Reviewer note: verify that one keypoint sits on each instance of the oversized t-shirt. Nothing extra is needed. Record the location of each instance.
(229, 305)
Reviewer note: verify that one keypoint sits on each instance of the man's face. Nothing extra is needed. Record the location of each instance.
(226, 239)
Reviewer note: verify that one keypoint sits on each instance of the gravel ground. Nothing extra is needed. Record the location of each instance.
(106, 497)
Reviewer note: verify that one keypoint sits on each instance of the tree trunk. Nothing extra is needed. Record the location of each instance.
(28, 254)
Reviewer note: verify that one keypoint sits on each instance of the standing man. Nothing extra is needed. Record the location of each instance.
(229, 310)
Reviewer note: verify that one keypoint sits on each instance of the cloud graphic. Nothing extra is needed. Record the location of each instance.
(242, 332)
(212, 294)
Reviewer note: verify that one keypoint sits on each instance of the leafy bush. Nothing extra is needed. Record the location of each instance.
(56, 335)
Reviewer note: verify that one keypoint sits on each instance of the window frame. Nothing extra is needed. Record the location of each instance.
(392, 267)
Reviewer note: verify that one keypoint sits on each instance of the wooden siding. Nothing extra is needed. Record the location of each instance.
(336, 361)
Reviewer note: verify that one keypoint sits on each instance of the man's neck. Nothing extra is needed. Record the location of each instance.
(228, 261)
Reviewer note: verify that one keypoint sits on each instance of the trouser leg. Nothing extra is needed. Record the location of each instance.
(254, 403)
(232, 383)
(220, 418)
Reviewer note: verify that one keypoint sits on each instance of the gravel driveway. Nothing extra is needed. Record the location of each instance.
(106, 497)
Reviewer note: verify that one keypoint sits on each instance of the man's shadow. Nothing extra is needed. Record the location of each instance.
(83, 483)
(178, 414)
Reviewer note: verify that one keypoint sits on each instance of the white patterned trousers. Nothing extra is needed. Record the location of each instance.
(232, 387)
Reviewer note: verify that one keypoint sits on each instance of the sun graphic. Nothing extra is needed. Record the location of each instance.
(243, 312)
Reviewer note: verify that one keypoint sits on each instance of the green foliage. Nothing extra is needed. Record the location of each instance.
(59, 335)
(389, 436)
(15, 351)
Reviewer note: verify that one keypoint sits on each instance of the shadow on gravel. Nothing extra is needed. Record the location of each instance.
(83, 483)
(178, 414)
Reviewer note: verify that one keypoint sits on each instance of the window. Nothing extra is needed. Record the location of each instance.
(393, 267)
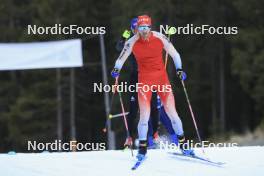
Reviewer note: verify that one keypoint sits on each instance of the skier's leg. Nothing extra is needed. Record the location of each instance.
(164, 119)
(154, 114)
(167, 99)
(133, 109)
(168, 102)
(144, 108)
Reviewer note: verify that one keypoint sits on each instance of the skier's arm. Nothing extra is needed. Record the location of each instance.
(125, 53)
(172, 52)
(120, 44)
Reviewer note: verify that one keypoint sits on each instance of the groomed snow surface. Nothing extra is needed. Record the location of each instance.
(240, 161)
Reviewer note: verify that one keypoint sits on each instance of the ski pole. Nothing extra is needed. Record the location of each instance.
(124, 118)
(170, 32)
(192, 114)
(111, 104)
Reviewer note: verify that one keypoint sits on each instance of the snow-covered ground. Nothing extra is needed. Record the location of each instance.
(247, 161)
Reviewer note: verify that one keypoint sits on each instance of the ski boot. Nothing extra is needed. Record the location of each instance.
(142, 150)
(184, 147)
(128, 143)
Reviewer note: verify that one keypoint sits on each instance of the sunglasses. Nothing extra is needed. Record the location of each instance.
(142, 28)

### [What is expected]
Rewrite all the entries above with every occurrence of "keypoint" replaced by "marker" and everything else unchanged. Omit the images from your output.

### [Output for this task]
Reviewer note: verify that one marker sits on each instance of the oversized t-shirt. Nothing extra is needed. Record the location of each instance.
(229, 305)
Reviewer note: verify that one marker sits on each instance of the man's face. Nothing extra is needed. Record the location of each instance.
(226, 239)
Reviewer note: verify that one marker sits on each instance of the gravel ground. Nothing extra is needed. Record the location of each instance.
(106, 497)
Reviewer note: verify that one marker sits on each instance of the tree trunk. Nothing extra is needed. Record the location of each instance.
(28, 254)
Reviewer note: verify that one marker sits on each instance of the standing man. Nothing extra is needed. Record the location of each instance.
(229, 310)
Reviewer note: verify that one marker sits on each instance of the cloud graphic. Nothing extra is needed. Record the location of each instance.
(242, 332)
(212, 294)
Reviewer note: verify that one marker sits on each instance of the leafy bush. Nothing extra is needed. Record the location of each instance.
(56, 335)
Reviewer note: verify that one marker sits on each instance of the window frame. Nothing extra is needed. Record the location of each instance.
(392, 267)
Reviewer note: verify that one marker sits on each instance of the wooden siding. Nothing extra is needed. Record the location of each instance.
(336, 361)
Reviewer note: verify that one marker sits on each instance of the man's neck. Nothing extra is needed. Record the location of each instance.
(228, 261)
Reviewer note: verify that one marker sits on each instance of the trouser leg. Nothing extra is needed. Record the location of each instance.
(254, 403)
(232, 383)
(220, 418)
Reviewer note: verify that one marker sits on each instance of the gravel driveway. Nothing extra is needed. Record the location of each instance.
(106, 497)
Reviewer note: verify that one marker sits on each instance of the man's shadow. Nothing extra is needed. Record the location of each instance.
(83, 483)
(178, 414)
Reviewer note: verify that one marker sits on each instance of the white patterned trousers. Nothing extra is needed. Record the location of each instance.
(232, 387)
Reviewer note: verify that one marker sits on each instance of the sun graphic. Nothing extra is needed. Record the location of each instance.
(243, 312)
Reviewer note: verify that one marker sits on each instance of the green foliage. Nothing extra is needed. Record the location of each instance.
(59, 335)
(389, 436)
(15, 351)
Reviewer note: verify that one marker sits on each instance of the shadow on gravel. Nothing extra is needed. Record the location of each instance.
(83, 483)
(178, 414)
Reviewer note: verify that one marker sits on each instance of the window. Nothing extra is needed. Record the location of each instance.
(393, 267)
Reviewer note: verify that one marker sits on each instance of the skier's leg. Nothing extra is needed. Record the location of each instance.
(164, 119)
(154, 114)
(167, 99)
(133, 109)
(168, 102)
(144, 108)
Reviewer note: verify that one marker sits on each instance of the skier's arm. Nothing extra is needed. Record the location of each instance.
(125, 53)
(172, 52)
(120, 44)
Reviewer note: verify that one marker sits on each instance of the groomed snow surface. Nothing extra is needed. Record the location of each instance.
(240, 161)
Reviewer note: verify that one marker sits on each instance of the ski pole. Nothing extra is needed. Record the location of each instance.
(124, 118)
(170, 32)
(192, 114)
(111, 104)
Reviewer note: verify that one marker sits on each instance of the snow-covered ground. Nothing extra is needed. Record the location of each instance.
(247, 161)
Reviewer note: verify that one marker sits on each instance of the ski boot. Nothing extra is needed. Record the location of each instance.
(142, 150)
(184, 147)
(128, 143)
Reviewer note: verify that one marker sits on each instance of the sunglasses. Nothing extra is needed. Record the location of each instance.
(142, 28)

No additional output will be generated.